(Provided data begins)

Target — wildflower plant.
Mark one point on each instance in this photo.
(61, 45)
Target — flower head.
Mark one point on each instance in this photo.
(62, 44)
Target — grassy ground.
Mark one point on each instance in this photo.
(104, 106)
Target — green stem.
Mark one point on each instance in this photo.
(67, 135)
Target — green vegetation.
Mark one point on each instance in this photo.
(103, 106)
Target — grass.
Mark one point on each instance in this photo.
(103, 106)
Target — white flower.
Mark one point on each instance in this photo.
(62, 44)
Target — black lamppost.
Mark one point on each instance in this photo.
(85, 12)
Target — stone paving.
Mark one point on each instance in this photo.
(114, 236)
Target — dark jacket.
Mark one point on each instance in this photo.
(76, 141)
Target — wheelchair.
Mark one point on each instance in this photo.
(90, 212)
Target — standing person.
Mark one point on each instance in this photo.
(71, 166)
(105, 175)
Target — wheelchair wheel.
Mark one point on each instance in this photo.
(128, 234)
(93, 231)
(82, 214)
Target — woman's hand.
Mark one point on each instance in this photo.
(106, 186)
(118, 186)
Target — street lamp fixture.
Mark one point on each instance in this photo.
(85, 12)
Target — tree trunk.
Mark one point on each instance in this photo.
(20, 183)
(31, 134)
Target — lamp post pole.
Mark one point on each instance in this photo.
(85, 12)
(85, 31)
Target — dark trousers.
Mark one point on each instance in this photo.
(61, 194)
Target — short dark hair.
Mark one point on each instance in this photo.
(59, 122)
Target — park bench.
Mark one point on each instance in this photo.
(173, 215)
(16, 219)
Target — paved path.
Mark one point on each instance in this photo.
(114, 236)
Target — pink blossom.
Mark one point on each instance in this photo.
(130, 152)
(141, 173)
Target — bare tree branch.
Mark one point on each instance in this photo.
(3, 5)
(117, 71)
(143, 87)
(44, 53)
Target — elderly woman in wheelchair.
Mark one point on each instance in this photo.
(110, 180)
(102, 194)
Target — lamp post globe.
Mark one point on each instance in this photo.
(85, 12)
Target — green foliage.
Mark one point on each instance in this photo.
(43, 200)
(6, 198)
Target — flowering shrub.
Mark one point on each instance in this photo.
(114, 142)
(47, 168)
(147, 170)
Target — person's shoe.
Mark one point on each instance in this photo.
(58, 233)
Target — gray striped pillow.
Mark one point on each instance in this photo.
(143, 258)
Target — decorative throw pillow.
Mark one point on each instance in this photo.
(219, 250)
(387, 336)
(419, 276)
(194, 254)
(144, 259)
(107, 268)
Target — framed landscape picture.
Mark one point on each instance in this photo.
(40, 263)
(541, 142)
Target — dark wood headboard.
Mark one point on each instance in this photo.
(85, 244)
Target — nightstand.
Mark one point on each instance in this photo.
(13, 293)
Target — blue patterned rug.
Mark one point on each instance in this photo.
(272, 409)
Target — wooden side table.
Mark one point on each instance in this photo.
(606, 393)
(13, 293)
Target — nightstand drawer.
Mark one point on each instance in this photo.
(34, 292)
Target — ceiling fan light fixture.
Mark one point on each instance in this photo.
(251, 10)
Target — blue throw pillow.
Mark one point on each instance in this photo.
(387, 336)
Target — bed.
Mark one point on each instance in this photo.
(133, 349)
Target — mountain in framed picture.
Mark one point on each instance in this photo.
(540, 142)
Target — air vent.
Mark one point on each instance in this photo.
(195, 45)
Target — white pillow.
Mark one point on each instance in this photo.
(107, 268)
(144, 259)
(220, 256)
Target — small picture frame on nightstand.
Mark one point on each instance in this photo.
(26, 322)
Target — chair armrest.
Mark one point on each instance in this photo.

(Provided data ends)

### Problem description:
Using the data above, transcribe the lines that run from the line with "Target — nightstand." to the line with "Target — wooden side table.", both ends kept, and output nothing else.

### Task solution:
Target — nightstand.
Mark one point on each instance in this photo.
(13, 293)
Target — blue patterned rug.
Mark one point on each instance in this photo.
(272, 409)
Target — wooden side table.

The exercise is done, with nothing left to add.